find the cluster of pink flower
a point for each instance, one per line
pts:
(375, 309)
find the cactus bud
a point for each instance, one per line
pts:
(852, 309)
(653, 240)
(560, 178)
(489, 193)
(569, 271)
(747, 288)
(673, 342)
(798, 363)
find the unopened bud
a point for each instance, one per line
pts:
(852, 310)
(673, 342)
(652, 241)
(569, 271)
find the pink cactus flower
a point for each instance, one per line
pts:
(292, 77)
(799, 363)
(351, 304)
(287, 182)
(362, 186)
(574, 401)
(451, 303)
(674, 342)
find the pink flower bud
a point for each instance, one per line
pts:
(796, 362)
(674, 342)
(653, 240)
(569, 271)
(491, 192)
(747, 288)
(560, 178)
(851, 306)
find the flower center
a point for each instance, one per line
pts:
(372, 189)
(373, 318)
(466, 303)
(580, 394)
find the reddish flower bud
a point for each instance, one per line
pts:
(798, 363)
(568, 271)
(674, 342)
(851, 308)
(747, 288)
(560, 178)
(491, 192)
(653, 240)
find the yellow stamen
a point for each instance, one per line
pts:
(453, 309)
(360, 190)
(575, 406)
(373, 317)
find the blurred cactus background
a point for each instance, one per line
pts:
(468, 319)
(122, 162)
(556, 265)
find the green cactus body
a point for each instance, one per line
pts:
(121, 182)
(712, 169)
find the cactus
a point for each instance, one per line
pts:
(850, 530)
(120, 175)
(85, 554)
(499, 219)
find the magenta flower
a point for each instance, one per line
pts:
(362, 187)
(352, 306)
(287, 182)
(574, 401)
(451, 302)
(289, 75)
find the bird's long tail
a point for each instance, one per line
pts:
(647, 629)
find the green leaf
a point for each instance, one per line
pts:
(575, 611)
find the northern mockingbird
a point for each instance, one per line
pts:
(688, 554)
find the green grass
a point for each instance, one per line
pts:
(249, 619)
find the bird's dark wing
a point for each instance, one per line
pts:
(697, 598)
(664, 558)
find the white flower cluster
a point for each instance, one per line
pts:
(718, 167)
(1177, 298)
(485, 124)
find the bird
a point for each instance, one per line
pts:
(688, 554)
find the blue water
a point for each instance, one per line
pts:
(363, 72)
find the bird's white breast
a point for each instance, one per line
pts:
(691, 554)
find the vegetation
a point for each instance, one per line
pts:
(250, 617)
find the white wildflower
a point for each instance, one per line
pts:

• [YOUR OBJECTIVE]:
Print out the data exactly once more.

• [WRITTEN SOLUTION]:
find the cluster of pink flower
a point for each instance, one per line
pts:
(375, 309)
find the cactus bud
a point for each instance, one per line
pts:
(852, 309)
(653, 240)
(560, 178)
(489, 193)
(569, 271)
(747, 288)
(673, 342)
(798, 363)
find the unopened bud
a point for each instance, one per line
pts:
(852, 310)
(673, 342)
(652, 241)
(569, 271)
find the pink cactus flower
a point for each instance, one per line
pts:
(292, 77)
(799, 363)
(351, 304)
(287, 182)
(362, 186)
(574, 401)
(451, 303)
(674, 342)
find the pink flower bud
a point for each instance, one per line
pts:
(796, 362)
(674, 342)
(653, 240)
(569, 271)
(491, 192)
(747, 288)
(560, 178)
(851, 306)
find the flower center
a point for each instance, one per line
pts:
(372, 189)
(373, 318)
(466, 303)
(580, 394)
find the reddish flower bud
a point for each instance, one per line
pts:
(798, 363)
(568, 271)
(674, 342)
(851, 308)
(747, 288)
(560, 178)
(491, 192)
(653, 240)
find the yellow stamen
a point for each instance, one per line
pts:
(453, 309)
(360, 190)
(575, 406)
(373, 317)
find the blurred cactus background
a point for each instance, one per line
pts:
(468, 319)
(122, 162)
(556, 265)
find the green cactus body
a point for each instance, one per line
pts:
(121, 182)
(712, 169)
find the cactus
a point for each instance, one per line
pts:
(850, 530)
(120, 175)
(85, 554)
(499, 219)
find the magenta flower
a point for each instance, one per line
pts:
(362, 187)
(352, 306)
(287, 182)
(574, 401)
(451, 302)
(289, 75)
find the bird's long tail
a point for each instance, one per line
pts:
(647, 629)
find the green leaf
a point for each instance, one per line
pts:
(575, 611)
find the northern mockingbird
a point for each instance, one per line
pts:
(688, 554)
find the green grass
a point for each instance, one per line
pts:
(249, 619)
find the bird's dark wing
a point for each instance, one per line
pts:
(697, 598)
(664, 558)
find the white flower cluster
a point for each instance, one per line
pts:
(718, 167)
(1177, 298)
(485, 124)
find the bird
a point for each instance, one per line
pts:
(688, 554)
find the blue water
a point for each instance, one per line
pts:
(363, 72)
find the bird's white breast
a point for each instance, one per line
pts:
(691, 554)
find the vegetation
a point for each instance, one per line
pts:
(250, 617)
find the white wildflower
a point for each instance, one per line
pts:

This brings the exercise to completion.